--- BEGIN ---

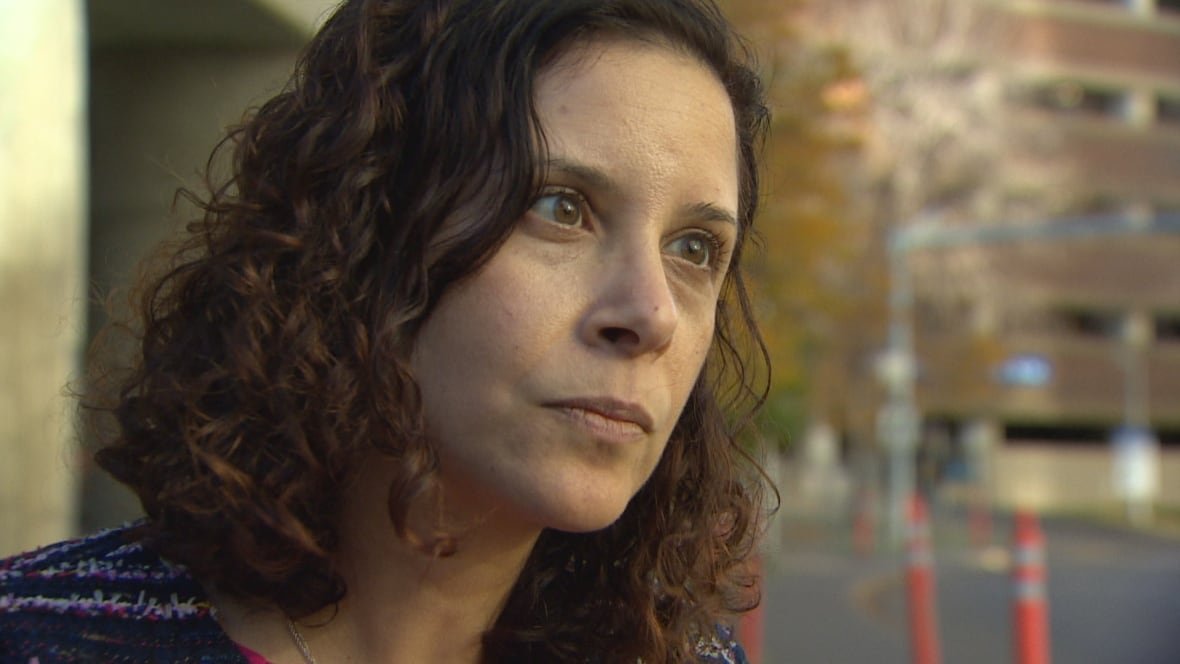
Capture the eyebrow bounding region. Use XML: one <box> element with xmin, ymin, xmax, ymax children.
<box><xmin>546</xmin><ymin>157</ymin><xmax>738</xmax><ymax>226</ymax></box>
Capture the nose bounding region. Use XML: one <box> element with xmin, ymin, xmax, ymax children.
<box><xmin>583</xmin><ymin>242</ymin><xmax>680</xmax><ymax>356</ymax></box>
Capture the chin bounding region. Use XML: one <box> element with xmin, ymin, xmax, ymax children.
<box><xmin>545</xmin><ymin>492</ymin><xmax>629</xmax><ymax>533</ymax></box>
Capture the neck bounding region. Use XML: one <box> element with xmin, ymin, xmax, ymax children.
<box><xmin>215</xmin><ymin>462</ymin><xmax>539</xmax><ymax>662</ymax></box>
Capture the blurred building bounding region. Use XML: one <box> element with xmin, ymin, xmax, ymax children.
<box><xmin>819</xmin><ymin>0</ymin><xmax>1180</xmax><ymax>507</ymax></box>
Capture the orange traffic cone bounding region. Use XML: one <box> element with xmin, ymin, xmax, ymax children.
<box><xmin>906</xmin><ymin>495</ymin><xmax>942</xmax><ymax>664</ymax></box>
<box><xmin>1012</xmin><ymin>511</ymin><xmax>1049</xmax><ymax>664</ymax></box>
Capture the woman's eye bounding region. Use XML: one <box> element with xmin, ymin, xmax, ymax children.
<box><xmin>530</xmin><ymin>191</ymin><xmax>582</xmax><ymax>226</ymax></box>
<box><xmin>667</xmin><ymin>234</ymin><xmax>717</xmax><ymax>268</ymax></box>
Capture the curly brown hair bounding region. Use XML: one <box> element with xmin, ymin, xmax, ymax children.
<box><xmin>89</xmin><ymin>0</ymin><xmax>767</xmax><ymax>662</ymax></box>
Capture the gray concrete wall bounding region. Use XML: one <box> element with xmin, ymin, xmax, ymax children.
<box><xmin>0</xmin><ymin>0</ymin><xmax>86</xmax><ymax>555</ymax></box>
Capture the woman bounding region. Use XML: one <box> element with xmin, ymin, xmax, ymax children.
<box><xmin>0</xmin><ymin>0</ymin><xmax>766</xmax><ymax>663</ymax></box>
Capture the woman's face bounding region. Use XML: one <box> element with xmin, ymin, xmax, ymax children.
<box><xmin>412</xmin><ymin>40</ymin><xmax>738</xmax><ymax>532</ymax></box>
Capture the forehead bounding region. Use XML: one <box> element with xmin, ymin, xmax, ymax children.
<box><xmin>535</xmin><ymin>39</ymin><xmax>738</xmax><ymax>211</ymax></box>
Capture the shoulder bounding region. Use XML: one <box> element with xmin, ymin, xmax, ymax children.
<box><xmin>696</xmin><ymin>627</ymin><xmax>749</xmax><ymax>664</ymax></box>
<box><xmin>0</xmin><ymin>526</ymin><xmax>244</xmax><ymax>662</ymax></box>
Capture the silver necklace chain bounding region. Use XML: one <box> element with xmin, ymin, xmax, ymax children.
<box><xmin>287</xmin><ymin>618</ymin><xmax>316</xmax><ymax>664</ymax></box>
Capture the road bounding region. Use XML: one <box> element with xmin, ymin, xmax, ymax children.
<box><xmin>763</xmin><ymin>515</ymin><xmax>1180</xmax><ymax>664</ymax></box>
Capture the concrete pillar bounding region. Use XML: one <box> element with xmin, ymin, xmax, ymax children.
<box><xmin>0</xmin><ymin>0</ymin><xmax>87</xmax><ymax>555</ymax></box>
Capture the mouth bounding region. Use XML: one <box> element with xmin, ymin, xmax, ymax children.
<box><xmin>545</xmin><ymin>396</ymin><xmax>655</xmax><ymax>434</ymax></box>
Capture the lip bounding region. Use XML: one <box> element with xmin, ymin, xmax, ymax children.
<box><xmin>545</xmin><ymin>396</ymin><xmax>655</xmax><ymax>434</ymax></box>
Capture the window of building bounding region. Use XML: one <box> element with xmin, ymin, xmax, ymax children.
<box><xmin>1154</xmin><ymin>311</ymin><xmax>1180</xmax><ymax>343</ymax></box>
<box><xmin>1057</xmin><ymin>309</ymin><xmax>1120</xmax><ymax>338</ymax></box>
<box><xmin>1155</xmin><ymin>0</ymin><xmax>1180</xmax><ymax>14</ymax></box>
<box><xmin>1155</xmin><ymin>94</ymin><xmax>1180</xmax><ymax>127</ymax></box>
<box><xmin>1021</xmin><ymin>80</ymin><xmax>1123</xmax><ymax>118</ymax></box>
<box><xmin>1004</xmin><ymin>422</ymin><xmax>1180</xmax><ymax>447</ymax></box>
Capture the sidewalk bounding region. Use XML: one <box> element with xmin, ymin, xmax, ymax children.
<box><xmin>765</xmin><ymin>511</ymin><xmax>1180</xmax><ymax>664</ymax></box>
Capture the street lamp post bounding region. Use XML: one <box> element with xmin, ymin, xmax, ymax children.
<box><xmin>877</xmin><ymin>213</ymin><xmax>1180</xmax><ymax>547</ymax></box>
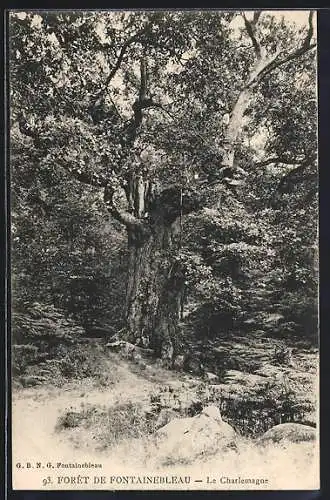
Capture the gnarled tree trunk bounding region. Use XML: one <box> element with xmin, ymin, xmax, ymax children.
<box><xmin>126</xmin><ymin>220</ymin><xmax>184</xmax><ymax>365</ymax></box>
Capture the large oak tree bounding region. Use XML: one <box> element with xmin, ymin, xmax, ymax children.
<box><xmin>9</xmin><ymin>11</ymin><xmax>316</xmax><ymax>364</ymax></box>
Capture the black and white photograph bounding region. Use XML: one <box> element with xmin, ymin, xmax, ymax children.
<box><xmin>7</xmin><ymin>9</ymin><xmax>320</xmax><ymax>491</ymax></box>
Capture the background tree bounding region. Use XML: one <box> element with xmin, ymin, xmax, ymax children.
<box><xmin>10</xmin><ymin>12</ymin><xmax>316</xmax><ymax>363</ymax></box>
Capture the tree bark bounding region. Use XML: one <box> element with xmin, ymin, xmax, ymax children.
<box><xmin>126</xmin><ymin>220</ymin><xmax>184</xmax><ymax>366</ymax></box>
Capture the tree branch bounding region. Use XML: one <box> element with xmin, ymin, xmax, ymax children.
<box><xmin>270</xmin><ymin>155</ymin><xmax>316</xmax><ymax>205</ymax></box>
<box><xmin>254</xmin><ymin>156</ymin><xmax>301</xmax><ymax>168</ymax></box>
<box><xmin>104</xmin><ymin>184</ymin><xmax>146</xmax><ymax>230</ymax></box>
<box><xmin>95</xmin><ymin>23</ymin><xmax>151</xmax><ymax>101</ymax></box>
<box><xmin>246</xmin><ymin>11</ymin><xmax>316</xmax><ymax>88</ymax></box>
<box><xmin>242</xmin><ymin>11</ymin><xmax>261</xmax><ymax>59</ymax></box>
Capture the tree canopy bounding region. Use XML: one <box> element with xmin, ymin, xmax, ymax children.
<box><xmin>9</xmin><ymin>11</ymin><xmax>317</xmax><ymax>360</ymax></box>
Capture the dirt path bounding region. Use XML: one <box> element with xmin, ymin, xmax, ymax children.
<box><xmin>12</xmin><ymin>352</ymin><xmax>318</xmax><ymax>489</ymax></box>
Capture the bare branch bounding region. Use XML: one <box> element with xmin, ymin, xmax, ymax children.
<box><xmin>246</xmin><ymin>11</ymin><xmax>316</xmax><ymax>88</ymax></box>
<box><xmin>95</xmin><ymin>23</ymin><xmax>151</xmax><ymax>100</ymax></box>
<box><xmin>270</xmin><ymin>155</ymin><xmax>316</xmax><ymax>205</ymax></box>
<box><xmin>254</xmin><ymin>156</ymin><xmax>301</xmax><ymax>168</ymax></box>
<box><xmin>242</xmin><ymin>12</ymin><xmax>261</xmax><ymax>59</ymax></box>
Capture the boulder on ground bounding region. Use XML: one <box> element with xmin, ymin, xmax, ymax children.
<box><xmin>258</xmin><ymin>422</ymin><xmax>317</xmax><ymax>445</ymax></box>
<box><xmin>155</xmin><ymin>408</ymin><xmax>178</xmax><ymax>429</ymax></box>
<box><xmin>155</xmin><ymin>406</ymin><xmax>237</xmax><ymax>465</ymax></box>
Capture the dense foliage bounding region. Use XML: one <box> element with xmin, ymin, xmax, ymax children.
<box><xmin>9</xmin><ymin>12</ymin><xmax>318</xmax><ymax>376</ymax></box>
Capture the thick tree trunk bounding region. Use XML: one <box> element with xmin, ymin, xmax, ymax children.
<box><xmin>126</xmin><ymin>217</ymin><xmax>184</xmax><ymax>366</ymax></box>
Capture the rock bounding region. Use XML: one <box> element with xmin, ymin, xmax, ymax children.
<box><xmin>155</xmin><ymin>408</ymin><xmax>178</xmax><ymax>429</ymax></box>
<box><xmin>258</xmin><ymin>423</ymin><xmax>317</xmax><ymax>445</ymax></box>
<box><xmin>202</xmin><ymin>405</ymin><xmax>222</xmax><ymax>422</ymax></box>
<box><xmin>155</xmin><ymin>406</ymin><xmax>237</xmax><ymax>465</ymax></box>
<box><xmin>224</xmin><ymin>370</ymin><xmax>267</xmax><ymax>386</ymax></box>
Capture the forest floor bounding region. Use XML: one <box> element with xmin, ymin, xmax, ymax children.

--- END ---

## GIVEN TASK
Repeat only what runs from the line holding "Capture the boulder" to the end of the data, keeping every line exactly as written, first and last included.

## RESPONSE TO THE EXERCISE
Capture the boulder on ground bounding region. Use XML: one <box> element with xmin, ymin, xmax, ymax children.
<box><xmin>258</xmin><ymin>422</ymin><xmax>317</xmax><ymax>445</ymax></box>
<box><xmin>155</xmin><ymin>408</ymin><xmax>178</xmax><ymax>429</ymax></box>
<box><xmin>155</xmin><ymin>406</ymin><xmax>237</xmax><ymax>465</ymax></box>
Capture the dense foliage bounding region. Use XML: one <box> element with xmin, ymin, xmax, ymax children.
<box><xmin>9</xmin><ymin>12</ymin><xmax>318</xmax><ymax>376</ymax></box>
Capture the thick tree trunk bounding region. Use XML: one <box> element with xmin, ymin, xmax, ymax children.
<box><xmin>126</xmin><ymin>217</ymin><xmax>184</xmax><ymax>366</ymax></box>
Capture the rock bounding region. Use XML: one <box> element with xmin, ymin, xmax, ymax children.
<box><xmin>155</xmin><ymin>408</ymin><xmax>178</xmax><ymax>429</ymax></box>
<box><xmin>258</xmin><ymin>423</ymin><xmax>317</xmax><ymax>445</ymax></box>
<box><xmin>202</xmin><ymin>405</ymin><xmax>222</xmax><ymax>422</ymax></box>
<box><xmin>155</xmin><ymin>406</ymin><xmax>237</xmax><ymax>465</ymax></box>
<box><xmin>224</xmin><ymin>370</ymin><xmax>267</xmax><ymax>386</ymax></box>
Capture the forest floor bounding region. Use XML: one <box> element with xmin, ymin, xmax, ymax children.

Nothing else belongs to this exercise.